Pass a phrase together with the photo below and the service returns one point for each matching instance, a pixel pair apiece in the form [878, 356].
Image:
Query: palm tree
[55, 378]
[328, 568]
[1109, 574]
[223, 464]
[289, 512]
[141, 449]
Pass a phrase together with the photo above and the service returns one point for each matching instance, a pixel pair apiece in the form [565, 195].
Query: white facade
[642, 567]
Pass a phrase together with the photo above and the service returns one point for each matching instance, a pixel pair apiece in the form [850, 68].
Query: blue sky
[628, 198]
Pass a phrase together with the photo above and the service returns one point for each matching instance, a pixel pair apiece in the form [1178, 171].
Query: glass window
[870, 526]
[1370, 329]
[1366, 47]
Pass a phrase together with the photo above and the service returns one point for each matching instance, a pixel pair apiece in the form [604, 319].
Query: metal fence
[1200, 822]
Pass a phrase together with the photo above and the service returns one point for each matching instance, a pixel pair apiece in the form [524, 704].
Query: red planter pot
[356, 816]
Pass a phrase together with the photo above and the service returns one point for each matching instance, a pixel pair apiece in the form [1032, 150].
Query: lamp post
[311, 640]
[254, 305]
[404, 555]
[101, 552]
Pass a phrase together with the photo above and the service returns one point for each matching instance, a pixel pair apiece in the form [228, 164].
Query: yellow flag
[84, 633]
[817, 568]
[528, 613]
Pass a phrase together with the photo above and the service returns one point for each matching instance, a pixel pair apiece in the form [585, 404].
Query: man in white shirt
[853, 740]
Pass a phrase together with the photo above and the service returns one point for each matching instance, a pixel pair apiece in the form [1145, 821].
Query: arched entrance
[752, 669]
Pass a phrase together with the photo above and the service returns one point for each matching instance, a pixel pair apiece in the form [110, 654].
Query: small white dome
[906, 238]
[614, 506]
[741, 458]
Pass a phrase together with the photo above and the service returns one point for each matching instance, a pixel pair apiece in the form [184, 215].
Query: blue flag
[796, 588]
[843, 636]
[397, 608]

--

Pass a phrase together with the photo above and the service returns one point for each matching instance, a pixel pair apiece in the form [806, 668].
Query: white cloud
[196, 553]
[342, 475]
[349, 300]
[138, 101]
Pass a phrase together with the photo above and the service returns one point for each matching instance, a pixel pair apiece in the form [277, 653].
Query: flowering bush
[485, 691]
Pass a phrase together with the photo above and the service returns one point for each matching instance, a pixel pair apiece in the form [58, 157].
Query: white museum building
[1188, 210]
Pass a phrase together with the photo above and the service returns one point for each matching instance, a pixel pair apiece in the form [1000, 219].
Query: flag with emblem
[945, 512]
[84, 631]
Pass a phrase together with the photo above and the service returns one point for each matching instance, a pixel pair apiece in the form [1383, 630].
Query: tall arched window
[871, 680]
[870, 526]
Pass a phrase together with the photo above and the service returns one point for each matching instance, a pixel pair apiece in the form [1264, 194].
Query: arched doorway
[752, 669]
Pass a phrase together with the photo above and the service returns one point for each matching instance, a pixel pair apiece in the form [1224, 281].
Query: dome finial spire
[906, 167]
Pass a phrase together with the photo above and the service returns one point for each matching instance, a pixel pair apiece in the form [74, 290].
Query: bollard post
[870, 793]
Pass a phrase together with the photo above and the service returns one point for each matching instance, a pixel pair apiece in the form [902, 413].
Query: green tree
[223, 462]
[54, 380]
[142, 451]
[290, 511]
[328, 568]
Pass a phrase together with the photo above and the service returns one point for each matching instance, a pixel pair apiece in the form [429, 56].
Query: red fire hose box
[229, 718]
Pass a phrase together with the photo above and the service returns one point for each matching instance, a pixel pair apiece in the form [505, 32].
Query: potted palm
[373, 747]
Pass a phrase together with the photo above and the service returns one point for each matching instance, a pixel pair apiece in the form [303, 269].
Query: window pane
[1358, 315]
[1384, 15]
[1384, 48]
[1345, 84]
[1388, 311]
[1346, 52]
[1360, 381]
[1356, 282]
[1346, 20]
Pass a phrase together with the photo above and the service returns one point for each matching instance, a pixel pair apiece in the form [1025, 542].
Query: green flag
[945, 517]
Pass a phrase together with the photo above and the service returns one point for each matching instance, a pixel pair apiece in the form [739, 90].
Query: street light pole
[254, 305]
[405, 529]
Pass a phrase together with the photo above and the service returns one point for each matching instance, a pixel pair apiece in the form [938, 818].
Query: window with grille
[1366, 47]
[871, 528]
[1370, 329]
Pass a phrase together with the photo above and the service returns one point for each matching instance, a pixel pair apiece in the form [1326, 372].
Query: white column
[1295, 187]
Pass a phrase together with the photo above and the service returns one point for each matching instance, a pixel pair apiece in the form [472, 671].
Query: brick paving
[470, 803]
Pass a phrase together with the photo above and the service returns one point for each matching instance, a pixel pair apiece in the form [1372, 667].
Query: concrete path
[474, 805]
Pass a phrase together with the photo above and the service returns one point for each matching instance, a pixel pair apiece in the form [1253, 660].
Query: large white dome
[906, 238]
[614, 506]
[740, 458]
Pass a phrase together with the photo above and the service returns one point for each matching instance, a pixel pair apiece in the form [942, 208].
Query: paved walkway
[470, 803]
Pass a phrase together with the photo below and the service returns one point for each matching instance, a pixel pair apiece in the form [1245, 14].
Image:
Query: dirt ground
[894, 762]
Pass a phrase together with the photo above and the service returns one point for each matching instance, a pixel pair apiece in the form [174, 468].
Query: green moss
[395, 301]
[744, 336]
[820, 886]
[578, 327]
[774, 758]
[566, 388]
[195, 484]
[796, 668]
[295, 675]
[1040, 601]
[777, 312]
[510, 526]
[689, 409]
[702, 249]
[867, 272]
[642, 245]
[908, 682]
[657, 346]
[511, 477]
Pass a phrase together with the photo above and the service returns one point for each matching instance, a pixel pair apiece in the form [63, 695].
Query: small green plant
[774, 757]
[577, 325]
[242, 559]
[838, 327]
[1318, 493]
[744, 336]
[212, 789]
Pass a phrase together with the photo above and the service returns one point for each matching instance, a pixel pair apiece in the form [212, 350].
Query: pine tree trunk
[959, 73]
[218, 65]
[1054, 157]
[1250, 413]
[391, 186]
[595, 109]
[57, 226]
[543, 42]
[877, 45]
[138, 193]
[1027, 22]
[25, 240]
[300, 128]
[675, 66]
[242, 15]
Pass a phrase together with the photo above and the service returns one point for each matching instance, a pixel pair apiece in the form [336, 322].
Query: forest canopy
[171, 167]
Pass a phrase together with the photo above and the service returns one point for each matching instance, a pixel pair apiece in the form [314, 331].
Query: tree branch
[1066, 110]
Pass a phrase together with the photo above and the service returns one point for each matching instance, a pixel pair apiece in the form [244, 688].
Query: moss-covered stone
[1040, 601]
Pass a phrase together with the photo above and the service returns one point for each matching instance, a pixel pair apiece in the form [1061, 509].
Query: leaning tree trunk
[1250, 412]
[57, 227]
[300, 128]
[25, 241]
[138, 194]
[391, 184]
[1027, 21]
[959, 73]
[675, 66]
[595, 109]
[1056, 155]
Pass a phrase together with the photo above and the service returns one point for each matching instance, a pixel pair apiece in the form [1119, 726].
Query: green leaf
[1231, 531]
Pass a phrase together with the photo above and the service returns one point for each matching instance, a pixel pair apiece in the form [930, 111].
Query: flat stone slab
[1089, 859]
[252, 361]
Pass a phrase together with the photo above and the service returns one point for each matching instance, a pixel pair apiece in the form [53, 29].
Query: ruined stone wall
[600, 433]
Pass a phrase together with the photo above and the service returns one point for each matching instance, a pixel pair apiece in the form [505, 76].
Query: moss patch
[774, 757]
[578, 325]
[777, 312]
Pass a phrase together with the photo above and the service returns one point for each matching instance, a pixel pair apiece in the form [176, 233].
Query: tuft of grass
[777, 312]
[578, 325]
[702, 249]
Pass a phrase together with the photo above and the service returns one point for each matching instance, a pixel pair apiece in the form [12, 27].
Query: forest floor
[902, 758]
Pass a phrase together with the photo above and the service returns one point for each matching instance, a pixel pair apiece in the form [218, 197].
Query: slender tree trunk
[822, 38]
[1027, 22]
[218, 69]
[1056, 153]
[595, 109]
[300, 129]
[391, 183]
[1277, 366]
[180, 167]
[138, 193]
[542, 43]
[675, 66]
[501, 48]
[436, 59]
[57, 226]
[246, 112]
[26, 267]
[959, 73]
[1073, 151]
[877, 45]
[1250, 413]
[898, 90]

**What is needed**
Could you reproduce the records from the line with "form [1245, 14]." up to and including the line with "[1056, 155]", adding 107 to each number in the answer coordinates? Copy the requests along with them, and leave their sample coordinates unchanged.

**Task answer**
Pass a phrase together with the photo below and the service returns one point for each matching instance, a pixel pair apiece in the form [1245, 14].
Image:
Query: dirt ground
[1001, 869]
Pass a phrase together with the photo above and the service returns one point for each matching instance, a pixel pair apiece in the form [174, 468].
Query: green moss
[502, 408]
[851, 443]
[927, 993]
[685, 434]
[881, 865]
[673, 495]
[302, 591]
[903, 775]
[402, 782]
[1147, 708]
[884, 419]
[617, 633]
[796, 516]
[809, 356]
[974, 379]
[749, 352]
[1015, 789]
[764, 453]
[618, 584]
Pass a phrase together with the photo above and the service returns one point for each matching instance, a pixel pair apiece in the form [63, 695].
Query: small green plant
[881, 864]
[684, 432]
[349, 666]
[945, 434]
[1425, 600]
[851, 443]
[319, 896]
Pass a phrase together with the photo above and the service returns one point for each matching instance, a pixel pair apiece in the form [212, 350].
Query: pine tree trunk
[1066, 180]
[325, 172]
[1161, 264]
[1357, 520]
[498, 293]
[702, 216]
[164, 333]
[650, 149]
[984, 152]
[245, 300]
[1134, 129]
[132, 347]
[407, 235]
[782, 173]
[349, 122]
Pass a phrase together with the photo above and the service returns one point for each matching instance, a pixel pair apiece in the form [336, 322].
Query: forest canopy
[278, 274]
Pass a phrase together with the photo above and the service returns one point for each matching instance, a pixel pair apiece in the form [314, 331].
Query: tree branch
[1173, 217]
Pass a phrase together with the photo above and the service returns one point for each matching instance, a pixel pair apiece in the form [244, 688].
Query: moss-covered stone
[1147, 708]
Pass a phrase together with the photo above and the service returns one point for each matching instance, a pixel pair apiece in the form [1061, 509].
Query: leaning tree trunk
[1357, 519]
[164, 334]
[407, 235]
[132, 348]
[245, 301]
[498, 291]
[1134, 128]
[1066, 180]
[782, 173]
[702, 216]
[1163, 262]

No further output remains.